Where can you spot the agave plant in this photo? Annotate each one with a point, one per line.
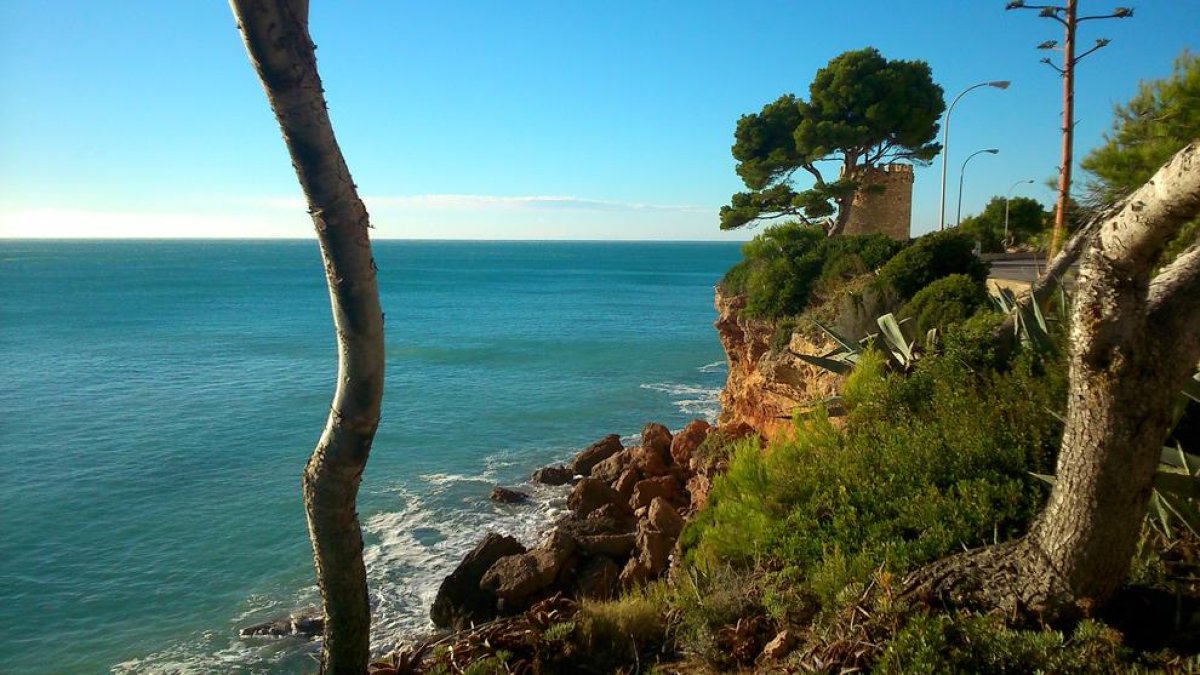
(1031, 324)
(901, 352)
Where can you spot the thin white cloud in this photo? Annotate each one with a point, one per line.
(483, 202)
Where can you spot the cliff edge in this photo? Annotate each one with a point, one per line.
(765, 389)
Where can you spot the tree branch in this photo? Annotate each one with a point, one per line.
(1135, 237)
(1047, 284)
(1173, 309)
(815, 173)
...
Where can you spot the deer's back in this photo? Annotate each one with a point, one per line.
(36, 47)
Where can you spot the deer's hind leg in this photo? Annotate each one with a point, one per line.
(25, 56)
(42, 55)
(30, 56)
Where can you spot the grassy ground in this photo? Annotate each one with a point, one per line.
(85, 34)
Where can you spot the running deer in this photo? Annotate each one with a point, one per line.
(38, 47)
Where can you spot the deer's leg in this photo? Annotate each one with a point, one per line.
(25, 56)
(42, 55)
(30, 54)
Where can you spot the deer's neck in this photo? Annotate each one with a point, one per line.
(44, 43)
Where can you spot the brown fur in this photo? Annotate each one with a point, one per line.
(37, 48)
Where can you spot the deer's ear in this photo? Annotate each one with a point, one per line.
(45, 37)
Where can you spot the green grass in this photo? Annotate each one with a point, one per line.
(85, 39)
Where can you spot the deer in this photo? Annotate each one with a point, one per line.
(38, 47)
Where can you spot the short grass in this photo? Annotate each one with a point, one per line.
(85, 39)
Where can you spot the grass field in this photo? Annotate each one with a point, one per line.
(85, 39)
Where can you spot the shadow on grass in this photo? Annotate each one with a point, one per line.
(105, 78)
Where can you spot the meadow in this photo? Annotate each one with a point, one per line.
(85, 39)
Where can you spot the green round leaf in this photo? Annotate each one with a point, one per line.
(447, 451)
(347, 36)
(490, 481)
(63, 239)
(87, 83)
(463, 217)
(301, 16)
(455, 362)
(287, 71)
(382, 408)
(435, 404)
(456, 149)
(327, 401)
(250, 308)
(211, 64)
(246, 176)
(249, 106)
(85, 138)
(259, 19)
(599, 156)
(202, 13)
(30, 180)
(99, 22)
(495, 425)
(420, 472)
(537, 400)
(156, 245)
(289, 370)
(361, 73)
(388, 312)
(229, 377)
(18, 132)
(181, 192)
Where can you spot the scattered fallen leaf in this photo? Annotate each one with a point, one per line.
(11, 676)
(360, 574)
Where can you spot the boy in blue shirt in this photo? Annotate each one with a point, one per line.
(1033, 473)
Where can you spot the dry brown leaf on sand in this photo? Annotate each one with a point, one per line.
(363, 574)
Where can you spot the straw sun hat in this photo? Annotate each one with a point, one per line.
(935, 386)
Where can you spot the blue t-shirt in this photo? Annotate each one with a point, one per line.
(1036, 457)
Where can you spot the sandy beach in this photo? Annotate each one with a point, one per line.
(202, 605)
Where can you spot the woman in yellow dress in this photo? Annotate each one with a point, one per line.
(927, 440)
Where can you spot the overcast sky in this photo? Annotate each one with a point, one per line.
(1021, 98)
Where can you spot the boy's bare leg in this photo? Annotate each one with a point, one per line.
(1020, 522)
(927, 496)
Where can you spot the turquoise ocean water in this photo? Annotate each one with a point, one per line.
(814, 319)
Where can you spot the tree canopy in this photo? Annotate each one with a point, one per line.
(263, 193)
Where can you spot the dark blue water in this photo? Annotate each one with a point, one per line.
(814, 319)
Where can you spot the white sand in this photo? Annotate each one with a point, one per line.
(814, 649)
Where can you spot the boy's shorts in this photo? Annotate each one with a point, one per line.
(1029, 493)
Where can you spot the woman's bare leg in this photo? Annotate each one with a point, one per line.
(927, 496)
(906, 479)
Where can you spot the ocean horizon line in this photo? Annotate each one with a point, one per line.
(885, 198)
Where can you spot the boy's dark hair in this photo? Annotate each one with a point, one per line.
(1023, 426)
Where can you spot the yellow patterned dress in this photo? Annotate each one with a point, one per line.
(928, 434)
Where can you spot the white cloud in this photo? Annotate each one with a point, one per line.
---
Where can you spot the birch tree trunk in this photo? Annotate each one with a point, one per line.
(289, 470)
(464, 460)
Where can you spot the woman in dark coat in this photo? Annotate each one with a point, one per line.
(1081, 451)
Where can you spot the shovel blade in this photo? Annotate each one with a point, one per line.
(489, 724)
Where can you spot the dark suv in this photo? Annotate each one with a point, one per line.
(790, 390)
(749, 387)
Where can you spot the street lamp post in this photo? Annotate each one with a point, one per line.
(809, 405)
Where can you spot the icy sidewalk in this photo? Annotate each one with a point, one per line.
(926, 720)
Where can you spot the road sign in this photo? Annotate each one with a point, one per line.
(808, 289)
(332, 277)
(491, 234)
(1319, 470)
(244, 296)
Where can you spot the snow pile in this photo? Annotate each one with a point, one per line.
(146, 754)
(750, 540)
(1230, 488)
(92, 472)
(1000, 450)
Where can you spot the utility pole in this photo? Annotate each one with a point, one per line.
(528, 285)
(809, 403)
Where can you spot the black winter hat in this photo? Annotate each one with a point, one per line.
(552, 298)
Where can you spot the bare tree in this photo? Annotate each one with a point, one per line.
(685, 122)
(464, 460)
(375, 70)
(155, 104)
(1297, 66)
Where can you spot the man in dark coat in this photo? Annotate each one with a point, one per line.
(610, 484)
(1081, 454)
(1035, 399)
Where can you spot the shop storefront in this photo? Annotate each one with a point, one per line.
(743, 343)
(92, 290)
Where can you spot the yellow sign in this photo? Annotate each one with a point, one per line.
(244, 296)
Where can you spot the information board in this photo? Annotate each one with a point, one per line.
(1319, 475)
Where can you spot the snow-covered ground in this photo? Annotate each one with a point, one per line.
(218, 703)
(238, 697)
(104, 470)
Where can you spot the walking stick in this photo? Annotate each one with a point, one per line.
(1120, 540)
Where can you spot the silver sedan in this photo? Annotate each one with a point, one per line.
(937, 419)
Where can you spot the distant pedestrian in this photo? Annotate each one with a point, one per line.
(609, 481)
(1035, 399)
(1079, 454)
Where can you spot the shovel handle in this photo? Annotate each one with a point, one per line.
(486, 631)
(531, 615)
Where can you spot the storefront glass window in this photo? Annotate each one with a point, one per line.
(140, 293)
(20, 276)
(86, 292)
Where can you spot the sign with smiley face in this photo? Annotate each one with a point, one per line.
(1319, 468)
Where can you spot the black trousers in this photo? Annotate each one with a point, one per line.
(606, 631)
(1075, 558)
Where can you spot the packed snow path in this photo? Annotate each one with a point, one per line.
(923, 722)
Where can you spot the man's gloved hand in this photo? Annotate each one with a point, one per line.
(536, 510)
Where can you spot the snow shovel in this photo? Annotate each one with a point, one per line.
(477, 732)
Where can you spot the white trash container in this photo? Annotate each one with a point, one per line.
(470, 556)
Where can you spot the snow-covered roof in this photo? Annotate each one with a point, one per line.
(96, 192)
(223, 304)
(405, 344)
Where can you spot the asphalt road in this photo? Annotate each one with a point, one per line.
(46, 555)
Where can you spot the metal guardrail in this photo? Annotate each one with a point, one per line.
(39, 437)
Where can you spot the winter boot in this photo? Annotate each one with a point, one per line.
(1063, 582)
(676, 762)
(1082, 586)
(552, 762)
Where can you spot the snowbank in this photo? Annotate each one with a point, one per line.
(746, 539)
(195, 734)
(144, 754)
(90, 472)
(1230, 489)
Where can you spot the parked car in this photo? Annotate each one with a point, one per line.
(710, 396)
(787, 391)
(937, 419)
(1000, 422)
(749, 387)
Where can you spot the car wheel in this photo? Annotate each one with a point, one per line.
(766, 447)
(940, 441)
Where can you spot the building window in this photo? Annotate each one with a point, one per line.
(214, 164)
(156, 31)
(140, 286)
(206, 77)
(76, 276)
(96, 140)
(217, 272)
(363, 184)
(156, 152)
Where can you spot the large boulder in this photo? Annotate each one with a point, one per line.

Exercise prompt
Pull out each line of the entries above that contains the word "green". Case counts, so skip lines where it appears with different capitalization.

Reply to the exercise
Where can you spot the green grass in this photo? Annotate each one with a point, one per line.
Where can you spot the green round leaf in this photo? Annotate each one with a point, one per line.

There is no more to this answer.